▸ Passage provided
I. Self-Regulatory Organization’s
Statement of the Terms of Substance of
the Proposed Rule Change
The Exchange proposes to amend
Rule 352 (the ‘‘Rule’’) to expand the
Rule to include specific limitations on
loan arrangements between personnel
associated with a member organization
in any registered capacity on the one
hand, and customers on the other. In
addition, the amendments integrate the
Rule’s Interpretation into the proposed
Rule text, and otherwise clarify both the
Rule’s scope and purpose. The text of
the proposed rule change is available on
the NYSE’s Web site (https://
www.NYSE.com), at the NYSE’s
principal office, and at the
Commission’s Public Reference Room.
II. Self-Regulatory Organization’s
Statement of the Purpose of, and
Statutory Basis for, the Proposed Rule
Change
In its filing with the Commission, the
Exchange included statements
concerning the purpose of, and basis for,
the proposed rule change. The text of
these statements may be examined at
the places specified in item IV below.
The Exchange has prepared summaries,
set forth in sections A, B, and C below
of the most significant aspects of such
statements.

▸ Data excerpts

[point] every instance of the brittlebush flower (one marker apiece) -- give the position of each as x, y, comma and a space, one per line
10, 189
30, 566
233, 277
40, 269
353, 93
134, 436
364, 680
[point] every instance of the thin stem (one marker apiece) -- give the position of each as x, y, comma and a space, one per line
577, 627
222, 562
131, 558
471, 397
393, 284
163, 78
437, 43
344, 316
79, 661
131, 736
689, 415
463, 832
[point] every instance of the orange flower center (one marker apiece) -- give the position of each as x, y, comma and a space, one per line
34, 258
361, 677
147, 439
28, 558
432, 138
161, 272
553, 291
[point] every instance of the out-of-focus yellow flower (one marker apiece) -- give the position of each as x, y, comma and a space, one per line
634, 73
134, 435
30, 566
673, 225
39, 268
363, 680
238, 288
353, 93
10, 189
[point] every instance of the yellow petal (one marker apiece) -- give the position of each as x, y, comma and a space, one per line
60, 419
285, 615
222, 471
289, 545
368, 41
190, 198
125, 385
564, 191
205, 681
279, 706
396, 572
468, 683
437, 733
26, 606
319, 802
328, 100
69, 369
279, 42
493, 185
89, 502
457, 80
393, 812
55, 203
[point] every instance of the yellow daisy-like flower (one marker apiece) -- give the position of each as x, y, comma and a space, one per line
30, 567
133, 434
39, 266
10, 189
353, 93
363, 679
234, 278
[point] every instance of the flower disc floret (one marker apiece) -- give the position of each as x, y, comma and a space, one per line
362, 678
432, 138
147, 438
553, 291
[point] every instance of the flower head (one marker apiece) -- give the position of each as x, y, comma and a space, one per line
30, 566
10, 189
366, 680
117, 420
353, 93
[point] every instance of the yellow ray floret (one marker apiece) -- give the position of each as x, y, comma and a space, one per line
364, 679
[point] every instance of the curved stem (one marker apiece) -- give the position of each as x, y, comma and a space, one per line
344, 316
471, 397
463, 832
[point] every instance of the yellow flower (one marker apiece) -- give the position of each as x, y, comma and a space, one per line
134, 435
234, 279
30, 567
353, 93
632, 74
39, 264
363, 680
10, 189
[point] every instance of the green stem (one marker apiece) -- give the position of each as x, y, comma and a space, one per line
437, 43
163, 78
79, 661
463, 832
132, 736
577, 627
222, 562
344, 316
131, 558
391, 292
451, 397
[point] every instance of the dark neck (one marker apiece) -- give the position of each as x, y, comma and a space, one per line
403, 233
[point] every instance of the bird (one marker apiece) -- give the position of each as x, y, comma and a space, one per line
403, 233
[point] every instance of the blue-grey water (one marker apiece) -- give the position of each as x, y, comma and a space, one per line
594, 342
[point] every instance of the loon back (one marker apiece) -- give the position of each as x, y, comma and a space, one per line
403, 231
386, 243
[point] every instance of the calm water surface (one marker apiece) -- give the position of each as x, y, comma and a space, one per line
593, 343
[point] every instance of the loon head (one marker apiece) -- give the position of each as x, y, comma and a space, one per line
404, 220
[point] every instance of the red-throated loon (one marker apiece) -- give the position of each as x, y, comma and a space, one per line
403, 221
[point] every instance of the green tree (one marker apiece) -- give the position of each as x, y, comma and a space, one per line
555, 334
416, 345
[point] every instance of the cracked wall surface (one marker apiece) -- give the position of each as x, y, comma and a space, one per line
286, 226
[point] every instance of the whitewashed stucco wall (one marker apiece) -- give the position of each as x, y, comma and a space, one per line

▸ Task objective
Quote the entire Rule 352 filing excerpt word for word. The data above are separate from the Rule 352 filing excerpt.

▸ Answer to this exercise
I. Self-Regulatory Organization’s
Statement of the Terms of Substance of
the Proposed Rule Change
The Exchange proposes to amend
Rule 352 (the ‘‘Rule’’) to expand the
Rule to include specific limitations on
loan arrangements between personnel
associated with a member organization
in any registered capacity on the one
hand, and customers on the other. In
addition, the amendments integrate the
Rule’s Interpretation into the proposed
Rule text, and otherwise clarify both the
Rule’s scope and purpose. The text of
the proposed rule change is available on
the NYSE’s Web site (https://
www.NYSE.com), at the NYSE’s
principal office, and at the
Commission’s Public Reference Room.
II. Self-Regulatory Organization’s
Statement of the Purpose of, and
Statutory Basis for, the Proposed Rule
Change
In its filing with the Commission, the
Exchange included statements
concerning the purpose of, and basis for,
the proposed rule change. The text of
these statements may be examined at
the places specified in item IV below.
The Exchange has prepared summaries,
set forth in sections A, B, and C below
of the most significant aspects of such
statements.